• _TEXTBLOCK_
- - -

Der Amazonas-Dschungel ist sein Zuhause, Boas und Kaimane sind seine Haustiere, die Machete seine Lebensversicherung: Robinson Santos da Silva (33) kann über das Dschungelcamp nur lachen. Denn das, was für Promis im TV eine zweiwöchige Hölle ist, ist für Robinson Heimat und die große Liebe. 

Robinson Santos da Silva ist Guide am Amazonas und weiß, wie man im Urwald überleben kann
Robinson Santos da Silva ist Guide am Amazonas und weiß, wie man im Urwald überleben kann

Auf einmal macht es Platsch und Robinson ist über Bord. Wir sehen nichts. Es ist rabenschwarz in dieser Nacht im November mitten im Regenwald Brasiliens. Das Motorengeräusch unseres Motorkanus ist verstummt, wir vernehmen in der Ferne ein Fauchen, hinter uns steigen kreischend ein paar Reiher in die Luft. Robinson watet durchs Wasser des Rio Tupana, einem Seitenarm des Amazonas, dem längsten und wasserreichsten Fluss der Welt. An seinen Füßen ein Paar orangefarbene Flip Flops, seine Waden sind nackt. Wir halten den Atem an und denken an die Piranhas, Anacondas und Kaimane, für die der Amazonas berühmt und berüchtigt ist, und die überall in dieser schwarzen Suppe lauern können. Doch Robinson schreitet durchs Wasser als wäre es die harmlose Ostsee. Plötzlich flackert seine Taschenlampe auf, mit der er das Ufer ableuchtet und langsam seine Schritte beschleunigt. Wir, die Touristen, treiben fassungslos und erschrocken mit dem kleinen Boot auf dem Fluss und blicken unserem Guide nach, der kurz darauf hinter der nächsten Biegung verschwindet und uns alleine auf dem Wasser treiben lässt.

 

Was passiert, wenn er nicht mehr zurück kommt? Wie finden wir in der Dunkelheit zur Lodge zurück? Was ist, wenn plötzlich eines der gefährlichen Tiere angreift, die es im brasilianischen Regenwald in nicht wirklich geringer Stückzahl gibt?

- - -

• _AUFGABEN_
1 - Zitiere aus dem Text über den Amazonas-Guide die Stelle, die mit „Was passiert, wenn“ beginnt und bis einschließlich „geringer Stückzahl gibt?“ reicht.
2 - Filtere die Einträge nach der Zeichenfolge „upper“ und gib jede Zeile, die sie enthält, wörtlich wieder.
Die Einträge haben mit dem Text über den Amazonas-Guide nichts zu tun.

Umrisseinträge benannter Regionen
- - -

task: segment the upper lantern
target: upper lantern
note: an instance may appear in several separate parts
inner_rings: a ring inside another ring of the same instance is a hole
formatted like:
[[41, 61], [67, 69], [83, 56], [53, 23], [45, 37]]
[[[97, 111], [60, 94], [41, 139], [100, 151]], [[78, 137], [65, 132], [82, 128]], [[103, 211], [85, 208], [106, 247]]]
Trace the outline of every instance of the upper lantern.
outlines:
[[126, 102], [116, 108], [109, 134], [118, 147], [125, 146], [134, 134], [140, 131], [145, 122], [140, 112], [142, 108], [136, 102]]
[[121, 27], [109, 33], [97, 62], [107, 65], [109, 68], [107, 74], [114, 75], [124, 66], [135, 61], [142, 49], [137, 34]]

- - -

• _LÖSUNGEN JE AUFGABE_
1 -
Was passiert, wenn er nicht mehr zurück kommt? Wie finden wir in der Dunkelheit zur Lodge zurück? Was ist, wenn plötzlich eines der gefährlichen Tiere angreift, die es im brasilianischen Regenwald in nicht wirklich geringer Stückzahl gibt?

2 -
task: segment the upper lantern
target: upper lantern
Trace the outline of every instance of the upper lantern.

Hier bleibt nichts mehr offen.